Work request: Whenever a line below includes the word "blue", copy that line.

Data to examine:
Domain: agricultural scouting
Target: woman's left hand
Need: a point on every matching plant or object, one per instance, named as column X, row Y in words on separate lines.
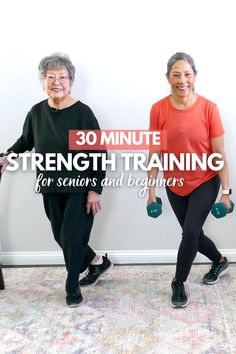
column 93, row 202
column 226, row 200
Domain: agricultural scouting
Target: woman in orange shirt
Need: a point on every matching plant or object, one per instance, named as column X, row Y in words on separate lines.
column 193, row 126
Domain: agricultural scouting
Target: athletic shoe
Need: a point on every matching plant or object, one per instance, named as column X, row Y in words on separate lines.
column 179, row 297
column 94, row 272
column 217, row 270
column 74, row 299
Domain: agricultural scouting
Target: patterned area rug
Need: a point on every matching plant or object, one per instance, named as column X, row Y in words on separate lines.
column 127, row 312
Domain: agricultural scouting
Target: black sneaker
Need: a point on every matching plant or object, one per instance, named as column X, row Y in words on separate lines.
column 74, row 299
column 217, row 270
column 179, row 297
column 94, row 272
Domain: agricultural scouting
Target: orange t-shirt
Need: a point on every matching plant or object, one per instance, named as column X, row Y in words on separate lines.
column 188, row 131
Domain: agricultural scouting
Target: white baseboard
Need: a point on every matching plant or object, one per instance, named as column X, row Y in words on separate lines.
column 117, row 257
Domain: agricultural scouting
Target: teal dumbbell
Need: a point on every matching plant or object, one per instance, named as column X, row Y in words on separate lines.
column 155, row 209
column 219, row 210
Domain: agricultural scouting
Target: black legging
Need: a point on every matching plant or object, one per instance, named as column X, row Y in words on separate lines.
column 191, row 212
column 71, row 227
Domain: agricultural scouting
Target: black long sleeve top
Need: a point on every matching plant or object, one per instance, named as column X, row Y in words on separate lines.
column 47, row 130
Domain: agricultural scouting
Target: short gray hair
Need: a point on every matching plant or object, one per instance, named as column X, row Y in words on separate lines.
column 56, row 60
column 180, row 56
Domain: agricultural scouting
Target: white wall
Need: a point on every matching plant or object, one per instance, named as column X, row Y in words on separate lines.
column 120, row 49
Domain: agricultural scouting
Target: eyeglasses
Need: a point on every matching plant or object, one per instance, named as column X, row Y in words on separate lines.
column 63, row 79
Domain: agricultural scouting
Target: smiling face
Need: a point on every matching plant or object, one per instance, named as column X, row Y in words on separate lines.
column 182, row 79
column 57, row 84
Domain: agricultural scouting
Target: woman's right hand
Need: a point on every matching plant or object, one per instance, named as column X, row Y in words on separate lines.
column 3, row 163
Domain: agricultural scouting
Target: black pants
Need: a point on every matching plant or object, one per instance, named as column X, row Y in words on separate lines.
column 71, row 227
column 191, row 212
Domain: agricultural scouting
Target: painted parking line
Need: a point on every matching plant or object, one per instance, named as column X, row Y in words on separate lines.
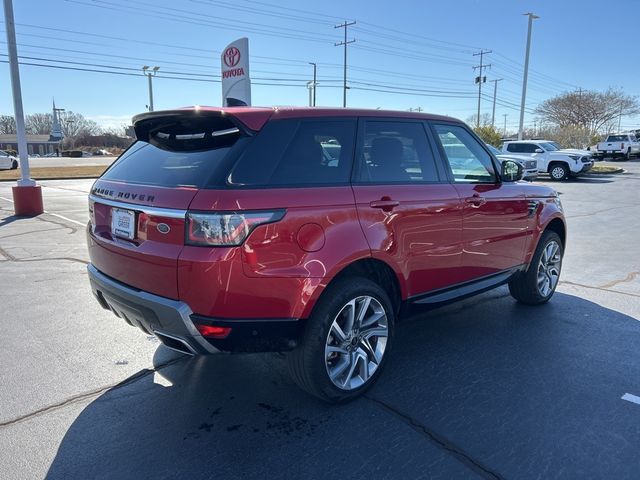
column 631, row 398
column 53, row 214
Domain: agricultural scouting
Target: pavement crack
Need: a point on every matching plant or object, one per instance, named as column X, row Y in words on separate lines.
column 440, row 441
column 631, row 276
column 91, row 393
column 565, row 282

---

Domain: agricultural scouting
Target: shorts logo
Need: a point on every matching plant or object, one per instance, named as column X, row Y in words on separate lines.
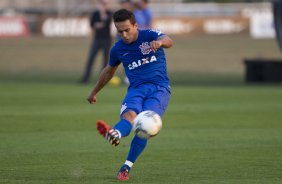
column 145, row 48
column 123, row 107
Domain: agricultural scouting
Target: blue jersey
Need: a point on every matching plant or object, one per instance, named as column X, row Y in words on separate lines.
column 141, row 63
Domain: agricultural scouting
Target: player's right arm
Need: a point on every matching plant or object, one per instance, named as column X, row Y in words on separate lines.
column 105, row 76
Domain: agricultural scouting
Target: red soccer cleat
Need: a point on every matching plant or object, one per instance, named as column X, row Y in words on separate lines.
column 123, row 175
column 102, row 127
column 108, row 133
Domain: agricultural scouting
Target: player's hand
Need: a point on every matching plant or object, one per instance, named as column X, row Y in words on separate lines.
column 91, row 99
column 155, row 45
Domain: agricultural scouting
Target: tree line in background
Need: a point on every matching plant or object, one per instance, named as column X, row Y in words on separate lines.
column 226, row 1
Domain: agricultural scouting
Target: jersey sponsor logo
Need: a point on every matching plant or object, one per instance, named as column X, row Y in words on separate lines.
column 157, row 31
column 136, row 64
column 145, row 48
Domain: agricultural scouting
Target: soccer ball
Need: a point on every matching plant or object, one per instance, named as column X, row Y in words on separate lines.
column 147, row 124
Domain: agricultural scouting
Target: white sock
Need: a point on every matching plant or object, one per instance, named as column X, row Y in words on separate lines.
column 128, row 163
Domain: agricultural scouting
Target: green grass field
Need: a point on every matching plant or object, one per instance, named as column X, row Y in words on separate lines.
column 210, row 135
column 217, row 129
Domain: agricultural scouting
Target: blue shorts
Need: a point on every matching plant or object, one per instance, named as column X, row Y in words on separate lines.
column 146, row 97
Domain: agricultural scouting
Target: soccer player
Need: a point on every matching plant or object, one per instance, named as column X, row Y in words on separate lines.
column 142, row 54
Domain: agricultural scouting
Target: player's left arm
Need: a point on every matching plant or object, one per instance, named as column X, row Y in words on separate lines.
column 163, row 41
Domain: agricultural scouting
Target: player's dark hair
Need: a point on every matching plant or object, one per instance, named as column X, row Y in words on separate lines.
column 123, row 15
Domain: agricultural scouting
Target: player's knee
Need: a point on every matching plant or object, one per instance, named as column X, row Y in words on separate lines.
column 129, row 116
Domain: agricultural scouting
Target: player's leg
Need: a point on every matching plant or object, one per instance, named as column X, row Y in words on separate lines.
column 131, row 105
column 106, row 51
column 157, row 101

...

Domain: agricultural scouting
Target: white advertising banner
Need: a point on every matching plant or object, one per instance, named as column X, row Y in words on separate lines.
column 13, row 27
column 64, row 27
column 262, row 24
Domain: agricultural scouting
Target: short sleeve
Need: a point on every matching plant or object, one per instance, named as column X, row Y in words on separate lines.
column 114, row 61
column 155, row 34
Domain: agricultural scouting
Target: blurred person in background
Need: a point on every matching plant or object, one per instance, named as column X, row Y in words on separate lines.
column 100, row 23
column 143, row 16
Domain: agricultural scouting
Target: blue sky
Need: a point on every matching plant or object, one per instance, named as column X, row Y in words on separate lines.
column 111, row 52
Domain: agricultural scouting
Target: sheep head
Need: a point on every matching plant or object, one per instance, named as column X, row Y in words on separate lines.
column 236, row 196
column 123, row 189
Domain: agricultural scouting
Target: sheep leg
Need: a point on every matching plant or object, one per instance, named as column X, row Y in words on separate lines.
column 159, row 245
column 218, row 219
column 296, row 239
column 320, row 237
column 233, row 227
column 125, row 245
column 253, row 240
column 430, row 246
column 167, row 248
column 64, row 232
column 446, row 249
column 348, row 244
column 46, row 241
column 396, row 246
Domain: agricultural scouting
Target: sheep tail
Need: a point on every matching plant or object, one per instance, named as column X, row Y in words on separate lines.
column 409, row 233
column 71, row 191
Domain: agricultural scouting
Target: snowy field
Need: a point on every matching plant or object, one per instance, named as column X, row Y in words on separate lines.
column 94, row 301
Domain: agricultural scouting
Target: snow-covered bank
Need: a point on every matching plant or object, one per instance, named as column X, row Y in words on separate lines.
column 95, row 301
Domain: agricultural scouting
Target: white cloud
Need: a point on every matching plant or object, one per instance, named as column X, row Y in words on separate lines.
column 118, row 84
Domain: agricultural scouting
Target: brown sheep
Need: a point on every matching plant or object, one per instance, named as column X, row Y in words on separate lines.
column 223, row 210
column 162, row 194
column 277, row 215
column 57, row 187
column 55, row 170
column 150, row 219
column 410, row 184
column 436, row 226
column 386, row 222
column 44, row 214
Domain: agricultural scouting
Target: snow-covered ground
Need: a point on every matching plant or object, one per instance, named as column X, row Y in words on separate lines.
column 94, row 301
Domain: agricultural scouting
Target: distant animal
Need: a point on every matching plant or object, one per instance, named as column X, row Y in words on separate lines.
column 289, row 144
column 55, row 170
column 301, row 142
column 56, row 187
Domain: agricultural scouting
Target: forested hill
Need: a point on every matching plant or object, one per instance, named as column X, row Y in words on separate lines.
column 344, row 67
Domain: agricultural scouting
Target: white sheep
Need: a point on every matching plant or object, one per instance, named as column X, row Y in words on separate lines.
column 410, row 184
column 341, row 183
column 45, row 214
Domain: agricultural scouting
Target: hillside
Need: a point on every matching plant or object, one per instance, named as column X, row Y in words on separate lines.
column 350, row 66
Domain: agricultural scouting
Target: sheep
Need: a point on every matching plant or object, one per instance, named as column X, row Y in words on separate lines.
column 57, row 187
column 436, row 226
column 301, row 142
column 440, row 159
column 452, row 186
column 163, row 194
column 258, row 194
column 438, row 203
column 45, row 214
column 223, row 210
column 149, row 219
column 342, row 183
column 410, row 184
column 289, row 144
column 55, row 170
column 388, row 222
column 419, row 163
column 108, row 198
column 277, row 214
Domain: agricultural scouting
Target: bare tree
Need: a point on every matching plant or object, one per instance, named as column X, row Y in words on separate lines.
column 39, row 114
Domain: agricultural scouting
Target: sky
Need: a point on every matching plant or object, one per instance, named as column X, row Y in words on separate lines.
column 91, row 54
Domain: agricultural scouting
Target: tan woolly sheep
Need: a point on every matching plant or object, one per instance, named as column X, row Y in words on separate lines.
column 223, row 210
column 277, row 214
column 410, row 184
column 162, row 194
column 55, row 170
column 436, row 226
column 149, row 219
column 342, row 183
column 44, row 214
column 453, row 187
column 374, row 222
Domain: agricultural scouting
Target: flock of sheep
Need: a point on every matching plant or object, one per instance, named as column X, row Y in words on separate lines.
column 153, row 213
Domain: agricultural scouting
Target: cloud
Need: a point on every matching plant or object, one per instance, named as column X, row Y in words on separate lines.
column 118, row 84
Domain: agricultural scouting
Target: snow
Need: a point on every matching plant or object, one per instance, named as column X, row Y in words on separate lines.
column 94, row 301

Answer for the task:
Target: blue jersey
Target: blue shorts
Target: blue sky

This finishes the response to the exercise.